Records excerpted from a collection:

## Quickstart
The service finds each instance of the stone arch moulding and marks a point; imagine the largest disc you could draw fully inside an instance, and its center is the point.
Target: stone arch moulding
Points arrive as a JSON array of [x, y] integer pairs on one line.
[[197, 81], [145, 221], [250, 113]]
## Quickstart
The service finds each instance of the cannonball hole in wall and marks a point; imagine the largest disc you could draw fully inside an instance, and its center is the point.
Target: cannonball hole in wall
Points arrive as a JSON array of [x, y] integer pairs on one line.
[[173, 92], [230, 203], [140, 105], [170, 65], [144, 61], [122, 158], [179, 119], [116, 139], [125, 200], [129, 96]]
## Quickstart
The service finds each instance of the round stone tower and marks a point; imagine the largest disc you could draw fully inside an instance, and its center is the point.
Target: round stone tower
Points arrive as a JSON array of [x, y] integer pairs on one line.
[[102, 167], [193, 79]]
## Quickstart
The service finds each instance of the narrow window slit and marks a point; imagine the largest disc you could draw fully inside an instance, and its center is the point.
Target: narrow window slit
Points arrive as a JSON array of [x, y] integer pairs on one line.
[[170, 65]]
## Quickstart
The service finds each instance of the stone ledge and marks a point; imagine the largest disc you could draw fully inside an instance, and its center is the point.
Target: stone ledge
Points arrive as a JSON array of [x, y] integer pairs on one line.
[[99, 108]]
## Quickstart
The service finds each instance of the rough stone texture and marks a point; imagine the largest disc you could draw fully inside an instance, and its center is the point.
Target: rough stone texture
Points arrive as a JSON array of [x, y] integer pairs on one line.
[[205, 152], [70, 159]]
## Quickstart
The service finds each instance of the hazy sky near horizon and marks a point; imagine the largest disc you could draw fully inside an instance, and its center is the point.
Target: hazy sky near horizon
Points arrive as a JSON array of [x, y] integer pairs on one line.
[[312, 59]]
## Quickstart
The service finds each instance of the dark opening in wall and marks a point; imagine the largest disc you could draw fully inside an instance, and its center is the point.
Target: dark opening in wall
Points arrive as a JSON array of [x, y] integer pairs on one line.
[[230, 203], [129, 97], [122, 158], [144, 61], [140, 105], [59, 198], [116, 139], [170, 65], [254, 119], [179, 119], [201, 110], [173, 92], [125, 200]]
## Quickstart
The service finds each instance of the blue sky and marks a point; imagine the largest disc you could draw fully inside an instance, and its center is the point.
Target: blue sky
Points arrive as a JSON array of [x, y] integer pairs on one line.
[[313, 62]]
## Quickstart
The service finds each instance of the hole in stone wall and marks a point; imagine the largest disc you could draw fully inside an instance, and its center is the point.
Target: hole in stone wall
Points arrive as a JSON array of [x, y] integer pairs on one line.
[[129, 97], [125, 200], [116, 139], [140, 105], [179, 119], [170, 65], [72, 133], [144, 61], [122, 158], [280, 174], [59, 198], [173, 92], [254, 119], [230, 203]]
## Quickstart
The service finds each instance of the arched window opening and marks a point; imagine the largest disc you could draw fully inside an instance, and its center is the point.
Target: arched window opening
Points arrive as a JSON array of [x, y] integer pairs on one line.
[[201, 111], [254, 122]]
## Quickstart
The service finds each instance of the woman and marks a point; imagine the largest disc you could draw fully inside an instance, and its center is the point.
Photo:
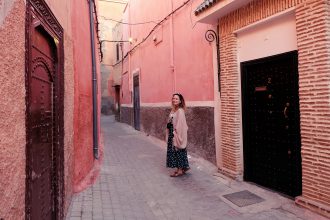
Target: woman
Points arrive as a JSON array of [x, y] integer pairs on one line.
[[176, 134]]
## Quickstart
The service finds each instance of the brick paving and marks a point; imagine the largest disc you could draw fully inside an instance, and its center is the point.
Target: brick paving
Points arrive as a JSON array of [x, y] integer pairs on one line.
[[134, 184]]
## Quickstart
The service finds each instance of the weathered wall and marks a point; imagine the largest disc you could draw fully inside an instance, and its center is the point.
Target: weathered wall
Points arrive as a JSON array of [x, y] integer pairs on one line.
[[313, 31], [176, 58], [68, 120], [180, 57], [83, 107], [62, 12], [12, 110], [126, 115]]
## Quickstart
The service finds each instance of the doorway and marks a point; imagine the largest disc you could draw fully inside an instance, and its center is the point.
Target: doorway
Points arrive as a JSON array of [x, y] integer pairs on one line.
[[271, 123], [44, 122]]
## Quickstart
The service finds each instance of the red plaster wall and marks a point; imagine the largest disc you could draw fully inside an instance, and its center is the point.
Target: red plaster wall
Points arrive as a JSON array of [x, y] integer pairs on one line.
[[12, 114], [192, 61], [83, 123]]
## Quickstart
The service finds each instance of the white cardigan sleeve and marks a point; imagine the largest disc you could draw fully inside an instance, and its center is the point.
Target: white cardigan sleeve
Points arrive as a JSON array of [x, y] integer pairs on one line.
[[180, 130]]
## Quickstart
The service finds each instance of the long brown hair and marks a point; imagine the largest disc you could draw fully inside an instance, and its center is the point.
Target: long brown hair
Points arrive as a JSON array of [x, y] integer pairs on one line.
[[182, 103]]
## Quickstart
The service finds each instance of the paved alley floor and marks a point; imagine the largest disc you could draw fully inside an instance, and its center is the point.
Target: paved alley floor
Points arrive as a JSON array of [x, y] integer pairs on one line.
[[134, 184]]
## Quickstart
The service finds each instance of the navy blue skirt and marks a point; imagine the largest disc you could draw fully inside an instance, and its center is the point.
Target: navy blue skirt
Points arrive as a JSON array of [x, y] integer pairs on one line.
[[175, 158]]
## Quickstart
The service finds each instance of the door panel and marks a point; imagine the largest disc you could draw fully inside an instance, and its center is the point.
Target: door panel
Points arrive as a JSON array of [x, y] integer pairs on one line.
[[41, 122], [271, 123]]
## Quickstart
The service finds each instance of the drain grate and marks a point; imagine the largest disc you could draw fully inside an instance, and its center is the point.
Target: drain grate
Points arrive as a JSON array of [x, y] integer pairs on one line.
[[243, 198]]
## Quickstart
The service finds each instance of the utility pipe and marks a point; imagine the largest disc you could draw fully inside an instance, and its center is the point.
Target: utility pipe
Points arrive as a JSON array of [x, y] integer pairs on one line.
[[94, 81]]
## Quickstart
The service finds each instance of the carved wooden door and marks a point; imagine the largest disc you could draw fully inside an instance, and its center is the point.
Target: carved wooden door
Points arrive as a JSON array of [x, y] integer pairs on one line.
[[41, 125], [271, 123]]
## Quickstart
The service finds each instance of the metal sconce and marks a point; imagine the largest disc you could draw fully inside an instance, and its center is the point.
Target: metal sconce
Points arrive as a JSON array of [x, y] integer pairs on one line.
[[210, 36]]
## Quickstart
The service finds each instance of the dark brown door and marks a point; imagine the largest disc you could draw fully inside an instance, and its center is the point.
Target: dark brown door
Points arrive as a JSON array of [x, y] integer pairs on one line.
[[41, 125], [271, 123], [136, 100]]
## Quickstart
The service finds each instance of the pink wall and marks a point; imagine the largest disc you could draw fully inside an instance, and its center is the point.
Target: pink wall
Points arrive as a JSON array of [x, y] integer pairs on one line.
[[83, 121], [12, 112], [192, 54]]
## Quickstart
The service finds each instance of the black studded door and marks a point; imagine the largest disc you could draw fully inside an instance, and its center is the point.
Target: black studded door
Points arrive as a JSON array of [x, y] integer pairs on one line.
[[271, 123]]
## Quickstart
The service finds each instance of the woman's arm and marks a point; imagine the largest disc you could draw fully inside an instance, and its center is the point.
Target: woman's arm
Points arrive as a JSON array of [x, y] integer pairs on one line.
[[180, 130]]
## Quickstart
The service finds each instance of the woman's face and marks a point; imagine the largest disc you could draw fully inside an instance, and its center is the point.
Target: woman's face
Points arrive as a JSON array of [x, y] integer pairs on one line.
[[175, 100]]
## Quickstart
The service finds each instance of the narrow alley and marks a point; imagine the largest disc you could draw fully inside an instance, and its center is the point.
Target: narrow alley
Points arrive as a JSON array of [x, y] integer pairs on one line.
[[134, 184]]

# Problem requirements:
Print every record above exactly, but no pictures.

# Response to the exercise:
## Quickstart
The service finds each instance of the stone arch moulding and marks a point; imagine the largest disc you could draw fully inside an instance, and its center is the point.
Target: stone arch moulding
Points arrive as a JSON array of [x, y] integer pairs on one line.
[[197, 81], [145, 221], [250, 113]]
## Quickstart
The service finds each instance of the cannonball hole in wall and marks a point; imagine the largest disc you could draw fully inside an instance, and its center is the point.
Target: cannonball hole in wall
Points arrive as a JSON array of [x, y] integer pairs on one line.
[[173, 92], [230, 203], [140, 105], [170, 65], [144, 61], [122, 158], [179, 119], [116, 139], [125, 200], [129, 96]]
## Quickstart
The service finds each instance of the round stone tower and marks a point; imagine the largest disc you could draw fully inside an instance, and its center is the point.
Target: round stone tower
Points arrive as a JSON array of [x, y] integer pairs on one line.
[[102, 167], [193, 79]]
## Quickstart
The service finds each instance of the narrow window slit and marks a point; imagine the largest disc you could draw fully inside an instance, and its center is the point.
Target: narrow window slit
Points arrive as a JSON array of [x, y] integer pairs on one line.
[[170, 65]]
## Quickstart
The service finds each instance of the stone ledge and marks a point; imagine the largest disc you could draw fully inside an instance, and its center is the point.
Target: stone ledge
Points arrive as a JSON array of [x, y] integer pairs on one line.
[[99, 108]]
## Quickstart
The service finds each instance of the rough stone texture and marks a point; imagine the largest disc you could draw fully inside an instance, and its center is the point.
Target: rough stone texture
Points arrive as a JSON array of [x, y] integer pairs on one line.
[[205, 152], [70, 159]]
## Quickstart
The service finds each instance of the hazy sky near horizon and marks a point; imagine the largest disc you could draw fully inside an instance, and its center is the point.
Target: hazy sky near horizon
Points arrive as a JSON array of [x, y] integer pairs on one line.
[[312, 59]]
## Quickstart
The service finds each instance of the dark opening in wall and marks a point; imagine the largest disc you could draw fully inside an instance, and its center is the point.
Target: dark opening in wall
Points arrive as a JSON array of [x, y] integer pairs on one line.
[[230, 203], [129, 97], [122, 158], [144, 61], [140, 105], [59, 198], [116, 139], [170, 65], [254, 119], [179, 119], [201, 110], [173, 92], [125, 200]]
## Quickstart
The service finds each instance of the blue sky and marks a point; imagine the largest disc you could draw fully inside an instance, and its center is the point.
Target: blue sky
Points arrive as a JSON array of [x, y] integer pairs on one line.
[[313, 62]]
## Quickstart
The service finds each instance of the hole in stone wall and marks a point; imagine the largest disc you could draw fully inside an instance, and its center is the point.
Target: hole in stone wall
Points arrive as a JSON array of [x, y] integer pairs on one line.
[[129, 97], [125, 200], [116, 139], [140, 105], [179, 119], [170, 65], [72, 133], [144, 61], [122, 158], [280, 174], [59, 198], [173, 92], [254, 119], [230, 203]]
## Quickstart
The service finds each instance of the arched window opening and marks a point; imagine the largest disc you could draw fully inside an instance, and its center is the point.
Target: arched window opening
Points arrive as a JSON array of [x, y] integer pairs on one line.
[[201, 111], [254, 122]]
## Quickstart
The service finds each instance of the woman and marks a point; imagine the largest disc you could draw fully inside an instance, and its center is the point.
Photo:
Target: woman
Points arrive as a JSON array of [x, y] integer pairs on one line.
[[176, 134]]
## Quickstart
The service finds each instance of the brick paving and marks a point; imagine the largest disc you could draw fully inside an instance, and its center is the point.
Target: brick paving
Points arrive as a JSON array of [x, y] integer pairs on one line.
[[134, 184]]
## Quickstart
The service finds each instance of the weathered wall and marks a point; imagine the largest disc you could draw fully inside an instance, and its center is the point.
Target: weathered wall
Points arrive as a JSON array of [x, y] integer pairs on one line.
[[313, 31], [176, 58], [68, 120], [180, 57], [83, 107], [62, 12], [12, 110], [126, 115]]
## Quickstart
The service finds each instance of the doorway and marks a point; imagine the largest disc you could draw fully inside an instance, and its center is the point.
Target: doorway
Points arrive as a JSON array of [x, y] integer pairs on one line.
[[271, 123], [44, 122]]
## Quickstart
The service finds each instance of the red plaster wall and marks a point; imagine the largest disc you could draw fully inside an instance, and its center is the point.
Target: red plaster wall
Points arrive as a JSON array of [x, y] integer pairs on one line.
[[12, 114], [192, 61], [83, 123]]
## Quickstart
The service finds each instance of the white cardigan sleeve and marks a point; imagine the largest disc you could draw fully inside an instance, and its center is the point.
Target: white cardigan sleeve
Points arrive as a JSON array of [x, y] integer pairs on one line.
[[180, 130]]
## Quickstart
The service finds each instance of the long brown hair and marks a point; imagine the largest disc you could draw fully inside an instance, and its center is the point.
Target: long brown hair
Points arrive as a JSON array of [x, y] integer pairs on one line.
[[182, 103]]
## Quickstart
The service finds each instance of the paved alley floor and marks a point; imagine the largest disc you could draw fully inside an instance, and its center is the point.
Target: paved alley floor
Points arrive as a JSON array of [x, y] integer pairs on one line.
[[134, 184]]
## Quickstart
The service finds each instance of the navy blue skirt and marks a point; imagine the largest disc you could draw fully inside an instance, and its center is the point.
Target: navy blue skirt
Points arrive as a JSON array of [x, y] integer pairs on one line.
[[175, 158]]
## Quickstart
The service finds each instance of the door panel and marks a point; imagine the largest disc you could draw fully inside an instance, and its center is the point.
Target: door panel
Points arrive as a JSON array of [x, y] integer pairs on one line.
[[41, 122], [271, 123]]
## Quickstart
The service finds each instance of the drain grate and marks a point; imagine the largest disc you could draw fully inside an instance, and its center is the point.
Target: drain grate
Points arrive as a JSON array of [x, y] integer pairs on one line.
[[243, 198]]
## Quickstart
The service finds each instance of the utility pipe and marks a point; imagine the largest disc you could draw fully inside an instance, and its center is the point.
Target: utility pipe
Points arrive as a JSON array of [x, y] integer pairs on one line.
[[94, 81]]
## Quickstart
The service finds each instance of the carved wooden door and marks a point; imagine the largest disc you could draw fully inside an instance, and its center is the point.
Target: carved wooden door
Points arrive as a JSON array of [x, y] integer pairs on one line.
[[41, 125], [271, 123]]
## Quickstart
The service finds each instance of the metal sconce and marks a point; imagine the largest disc you could draw fully inside an instance, and its center is the point.
Target: metal sconce
Points arrive as a JSON array of [x, y] integer pairs on one line.
[[210, 36]]
## Quickstart
The service finds each instance of the dark brown door and marks a point; imagine the largest disc you could draw fully inside an instance, and its center is the point.
Target: dark brown door
Points arrive as a JSON array of [x, y] integer pairs on one line.
[[41, 125], [271, 123], [136, 100]]
## Quickstart
The service finds each instance of the pink wall and marks a point; imagine the largest disc you could draw fully inside an instance, and its center is the point.
Target: pink wall
Points arrive as a JSON array of [x, y] integer pairs on one line.
[[83, 121], [12, 112], [192, 54]]
## Quickstart
The service finds each instance of the black studded door and marks a point; imagine the largest disc you could draw fully inside an instance, and its center is the point.
Target: black studded door
Points arrive as a JSON array of [x, y] integer pairs on one line.
[[271, 123]]
## Quickstart
The service finds each instance of the woman's arm and marks a point; imagine the largest disc you could draw fully inside an instance, and its center is the point.
Target: woman's arm
Points arrive as a JSON array of [x, y] integer pairs on one line.
[[180, 130]]
## Quickstart
The service finds each instance of the woman's face and marks a point; imagine the largest disc you could draw fully inside an instance, and its center is the point.
Target: woman's face
Points arrive as a JSON array of [x, y] integer pairs on one line.
[[175, 100]]
## Quickstart
The service finds each instance of the narrow alley and marks a point; imagine the largest disc you could draw fully inside an instance, and its center is the point.
Target: narrow alley
Points arrive as a JSON array of [x, y] integer pairs on one line.
[[134, 184]]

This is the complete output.